Data excerpts:
◆ ◆ ◆ ◆
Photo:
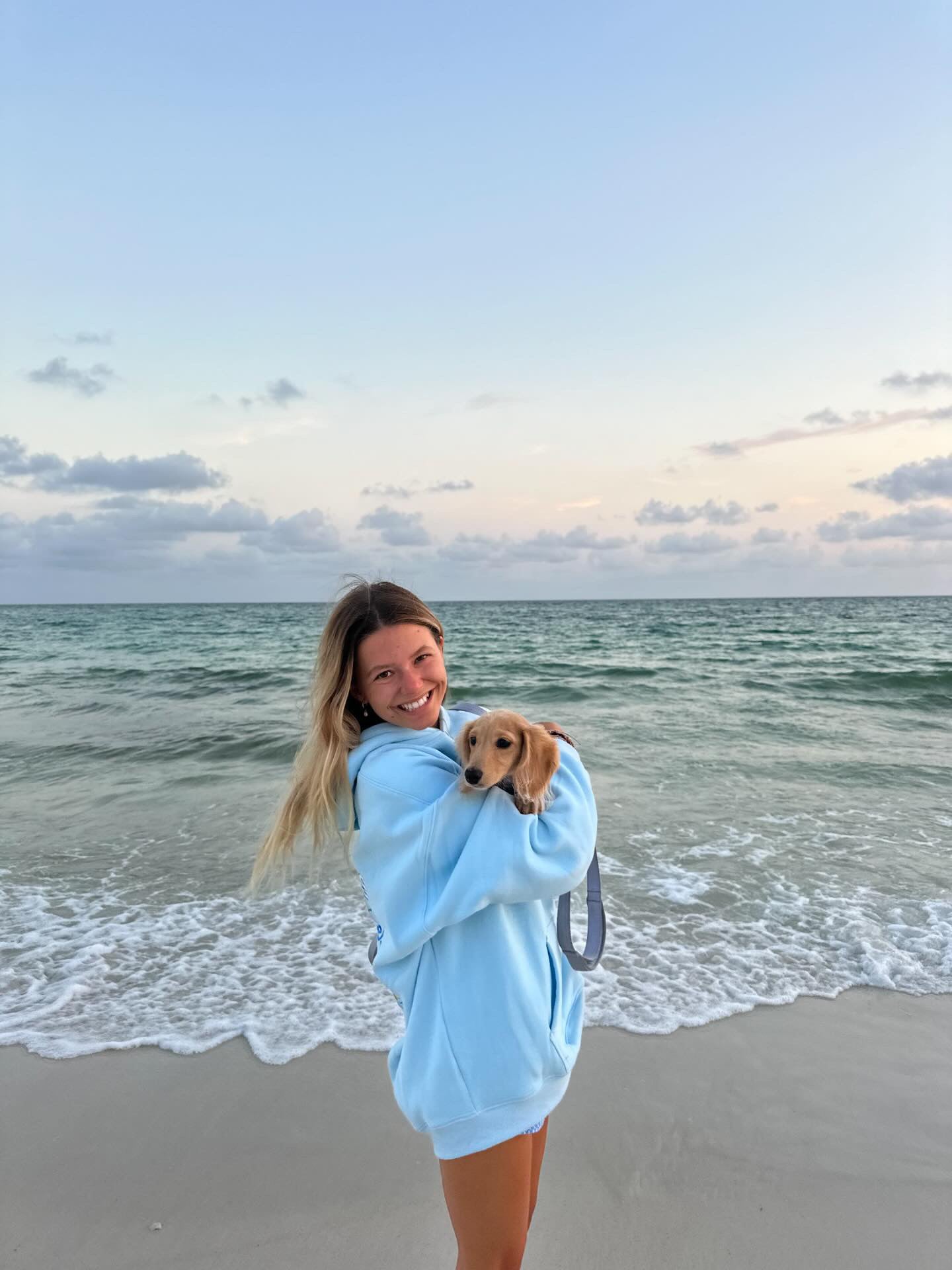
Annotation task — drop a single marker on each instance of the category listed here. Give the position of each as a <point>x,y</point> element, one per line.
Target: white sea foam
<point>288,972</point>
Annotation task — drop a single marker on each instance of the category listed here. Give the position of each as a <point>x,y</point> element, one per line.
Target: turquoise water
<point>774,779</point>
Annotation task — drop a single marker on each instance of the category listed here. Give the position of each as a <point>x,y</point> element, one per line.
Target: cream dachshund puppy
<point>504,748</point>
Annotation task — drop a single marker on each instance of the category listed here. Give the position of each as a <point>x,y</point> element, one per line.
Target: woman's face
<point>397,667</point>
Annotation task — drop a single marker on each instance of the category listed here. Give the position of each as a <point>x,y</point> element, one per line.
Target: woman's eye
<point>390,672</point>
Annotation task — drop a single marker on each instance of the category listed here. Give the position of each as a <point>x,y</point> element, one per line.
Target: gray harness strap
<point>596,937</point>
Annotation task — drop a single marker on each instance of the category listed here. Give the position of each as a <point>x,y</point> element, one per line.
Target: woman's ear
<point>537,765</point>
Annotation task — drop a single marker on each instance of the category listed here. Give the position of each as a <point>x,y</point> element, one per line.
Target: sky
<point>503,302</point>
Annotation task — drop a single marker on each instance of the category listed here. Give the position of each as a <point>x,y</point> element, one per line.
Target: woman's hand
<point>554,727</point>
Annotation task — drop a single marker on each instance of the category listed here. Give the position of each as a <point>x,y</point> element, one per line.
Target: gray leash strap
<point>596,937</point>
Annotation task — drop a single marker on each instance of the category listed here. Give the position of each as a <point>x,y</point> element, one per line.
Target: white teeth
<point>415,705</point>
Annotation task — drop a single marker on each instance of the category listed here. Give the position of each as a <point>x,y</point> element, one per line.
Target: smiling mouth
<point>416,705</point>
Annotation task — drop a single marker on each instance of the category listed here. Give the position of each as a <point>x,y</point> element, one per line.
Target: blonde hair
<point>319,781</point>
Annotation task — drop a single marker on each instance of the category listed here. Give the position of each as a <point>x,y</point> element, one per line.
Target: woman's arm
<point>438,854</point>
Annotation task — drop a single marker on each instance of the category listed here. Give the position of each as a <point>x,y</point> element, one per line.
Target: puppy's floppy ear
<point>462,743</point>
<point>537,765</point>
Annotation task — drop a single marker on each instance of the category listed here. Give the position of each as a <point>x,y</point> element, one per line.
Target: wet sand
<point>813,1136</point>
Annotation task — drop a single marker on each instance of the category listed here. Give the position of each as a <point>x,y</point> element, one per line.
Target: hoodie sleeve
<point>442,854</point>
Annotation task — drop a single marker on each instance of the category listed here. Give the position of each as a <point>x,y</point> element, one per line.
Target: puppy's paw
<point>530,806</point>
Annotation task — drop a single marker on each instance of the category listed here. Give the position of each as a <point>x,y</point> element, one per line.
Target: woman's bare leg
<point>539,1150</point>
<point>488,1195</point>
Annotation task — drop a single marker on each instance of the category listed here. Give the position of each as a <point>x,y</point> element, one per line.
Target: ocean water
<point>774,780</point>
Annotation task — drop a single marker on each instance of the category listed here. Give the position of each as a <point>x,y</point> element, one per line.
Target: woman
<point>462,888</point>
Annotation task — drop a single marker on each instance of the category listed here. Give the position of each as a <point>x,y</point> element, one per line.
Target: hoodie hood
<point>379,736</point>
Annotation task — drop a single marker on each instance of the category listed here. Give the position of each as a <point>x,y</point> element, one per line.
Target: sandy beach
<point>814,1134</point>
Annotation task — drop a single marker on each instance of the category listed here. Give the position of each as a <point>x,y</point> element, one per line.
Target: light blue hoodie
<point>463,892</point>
◆ ◆ ◆ ◆
About this task: Each entry above should be restated word for word, though no picture may appear in the copy.

Exercise solution:
Photo:
Annotation task — drop a single marker on each instance of the category listed here. Give the position of each as a <point>x,y</point> element, one per line.
Target: white sea foam
<point>288,972</point>
Annotation task — drop a single marker on each instance of the category listed here. Give the position of each as a <point>x,y</point> element, one per line.
Target: turquoise water
<point>774,779</point>
Annotation task — drop a single marker on each instance of the category listed here. Give the position of each as a <point>x,y</point> element, one per line.
Target: cream dachshund puppy
<point>504,748</point>
Annotation task — drop a single marker on each instance of the category listed here. Give the position of each as a <point>x,y</point> element, one per line.
Target: woman's face
<point>397,667</point>
Annotation task — drop a single marker on each instance of the category listed here. Give the position of each as a <point>x,y</point> element, one per line.
Target: woman's eye
<point>390,672</point>
Annotation task — drop a single marker on each instance of the category listed here. Give the position of each as a <point>x,y</point> element, one per line.
Target: gray harness strap
<point>596,937</point>
Annotation task — drop a single marker on each instance of the category listed here. Give the position of each as a <point>x,y</point> element, one per line.
Target: woman's ear
<point>537,765</point>
Annotation task — drop a single marker on each instance of the category listed here. Give the position of each as a <point>x,y</point> element, one per line.
Target: sky
<point>503,302</point>
Annotation task — drop a single marker on each instance of the category listed here. Give the position of each as a <point>x,y</point> element, one per line.
Target: woman's hand
<point>554,727</point>
Annotation task — drop a single marker on each instance of the category listed here. Give the position of each as a <point>x,y</point> element, one per line.
Target: gray leash strap
<point>596,937</point>
Annotation task — drop a single marker on each instance of the category listed here. Give the position of each as a <point>x,y</point> element, one per line.
Target: white teeth
<point>415,705</point>
Annotation task — drop a single marker on each instance of the category listed here. Give the position of each as a <point>x,y</point> element, one per line.
Target: smiling mouth
<point>416,705</point>
Annotation task — drop a single marker on each instance of the category listed here. Give the position of each as a <point>x,y</point> element, one per line.
Target: blonde hair
<point>319,781</point>
Annotation task — drop a single marker on each instance of the category listed here. Give the position of each as a <point>x,y</point> element, one per line.
Target: woman's arm
<point>438,854</point>
Annotation task — drop a single marker on each instance of the category listed here. Give the position of each as a <point>x,y</point> element, one per line.
Target: puppy's floppy ear
<point>462,743</point>
<point>537,765</point>
Annotation task — drop a single marker on each instance of the category listed here. Give the position of each as a <point>x,y</point> element, one per line.
Target: wet sand
<point>813,1136</point>
Annotation task — drop a single marker on each instance of the category listed here. Give the position of each as a <point>x,y</point> element, one per line.
Target: hoodie sleeve
<point>442,854</point>
Annotation task — drop a single marker on each instance of the category listed here. Give the position of each as a <point>x,y</point> element, one per line.
Target: puppy's paw
<point>530,806</point>
Annotation task — drop a single marker on each instance of the category listed here. Give the position of each as a <point>x,y</point> element, one per line.
Target: woman's bare leg
<point>539,1150</point>
<point>488,1195</point>
Annotation task — drop a single marker on each instance of the category listed here. Give the position of each as a <point>x,y</point> element, one per line.
Target: ocean water
<point>774,780</point>
Annotation task — drop a single marker on each instance of the category listed here. Give the position of each as a <point>x,y</point> element, one per line.
Target: woman
<point>462,888</point>
Annotation task — drop a single marker on each instance of the category listed here. Give the position of each as a <point>x,y</point> element, one per line.
Target: hoodie hood
<point>379,736</point>
Annotation task — drop a single marker on each instance of the category listed here. Give the position of each as a <point>x,y</point> element, one per line.
Target: sandy beach
<point>814,1134</point>
Annotation task — drop a single marker on each instance of the category listed here. Give the position of each as a <point>x,y</point> element, one per line.
Target: light blue hoodie
<point>463,892</point>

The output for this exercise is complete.